> [LISTED ENTRIES]:
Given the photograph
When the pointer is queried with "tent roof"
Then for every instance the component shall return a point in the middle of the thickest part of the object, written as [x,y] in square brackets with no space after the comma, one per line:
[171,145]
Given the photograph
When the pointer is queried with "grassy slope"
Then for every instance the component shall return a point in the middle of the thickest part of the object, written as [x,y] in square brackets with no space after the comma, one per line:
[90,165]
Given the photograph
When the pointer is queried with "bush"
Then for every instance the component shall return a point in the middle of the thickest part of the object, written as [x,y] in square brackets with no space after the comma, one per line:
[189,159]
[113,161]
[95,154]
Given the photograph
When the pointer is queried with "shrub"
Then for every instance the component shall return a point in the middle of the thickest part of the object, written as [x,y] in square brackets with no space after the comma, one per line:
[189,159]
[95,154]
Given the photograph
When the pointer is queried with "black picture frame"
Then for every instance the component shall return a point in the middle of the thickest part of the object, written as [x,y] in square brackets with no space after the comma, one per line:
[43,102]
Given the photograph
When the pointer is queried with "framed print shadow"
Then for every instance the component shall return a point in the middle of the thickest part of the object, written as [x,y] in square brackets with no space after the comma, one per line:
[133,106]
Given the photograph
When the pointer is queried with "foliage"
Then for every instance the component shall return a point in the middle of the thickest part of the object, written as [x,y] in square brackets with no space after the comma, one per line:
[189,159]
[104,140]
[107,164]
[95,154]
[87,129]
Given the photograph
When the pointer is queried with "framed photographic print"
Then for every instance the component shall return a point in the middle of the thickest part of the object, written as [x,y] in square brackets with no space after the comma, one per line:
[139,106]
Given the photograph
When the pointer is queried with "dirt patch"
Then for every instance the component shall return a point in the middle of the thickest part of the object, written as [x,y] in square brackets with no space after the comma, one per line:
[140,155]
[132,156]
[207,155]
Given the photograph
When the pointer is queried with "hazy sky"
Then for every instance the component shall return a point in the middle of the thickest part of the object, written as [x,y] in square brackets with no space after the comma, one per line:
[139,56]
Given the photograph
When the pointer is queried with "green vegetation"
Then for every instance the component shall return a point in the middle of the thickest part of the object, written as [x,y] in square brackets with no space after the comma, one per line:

> [GIVEN EXERCISE]: Transcribe each record exactly. Leave nothing out.

> [ANSWER TO THIS TASK]:
Given the photograph
When the pointer is queried with "tent roof"
Then for every instance the component shall return a point in the middle of the thickest part of the object, written as [x,y] in square brackets with no space after the comma, one per line:
[171,145]
Given the photograph
When the pointer is queried with "grassy slope"
Then for every instance the component shall return a point in the middle of the thickest part of the object, written as [x,y] in square brackets with no space after the comma, one per line:
[90,165]
Given the photograph
When the pointer is queried with "bush"
Then for every instance the component shall return a point in the middle of the thickest part of the object, written as [x,y] in square brackets with no space after the comma, one per line:
[189,159]
[113,161]
[95,154]
Given the photograph
When the pointer is queried with "shrub"
Then for every instance the component shall return a point in the middle of the thickest part of the object, written as [x,y] in square brackets with no space after the comma, one per line:
[189,159]
[95,154]
Given the photograph
When the pointer is queried with "black picture frame"
Then for every instance the component shall return a point in the middle of the thickest part of the object, written as [x,y] in square brackets with no space after the comma, one per line:
[43,102]
Given the photograph
When the pointer is queried with "framed print shadow"
Then for every instance the component shall return a point in the middle of the thickest part of the object, written as [x,y] in square brackets with no space after the comma, one per line:
[133,106]
Given the photograph
When the pointer is queried with "foliage"
Then for every instance the component shall return a point in the middle of the thickest part of the object, written as [x,y] in square brackets with no space after the comma, one per line:
[189,159]
[104,140]
[107,164]
[95,154]
[87,129]
Given the photograph
When the pointer is queried with "framed photographic print"
Then for every instance the component shall return a point in the middle of the thickest part of the object, written as [x,y] in square brackets with no space after the comma, one per line:
[139,106]
Given the photograph
When the pointer is queried with "dirt patch"
Then for every instance the component shall return a point in the middle of the thickest part of the object, written as [x,y] in square brackets with no space after the comma, one per line:
[140,155]
[132,156]
[207,155]
Given the photograph
When the pointer is queried with "hazy sky"
Then for every instance the component shall return a point in the middle of the thickest part of the object, written as [x,y] in square brackets with no space after the comma, one per line:
[139,56]
Given the photograph
When the pointer is queried with "green vegetation"
Then for every instance the component shall return a point in the middle of the thickest part of the object, written as [x,y] in square brackets with no space after the comma, one per line:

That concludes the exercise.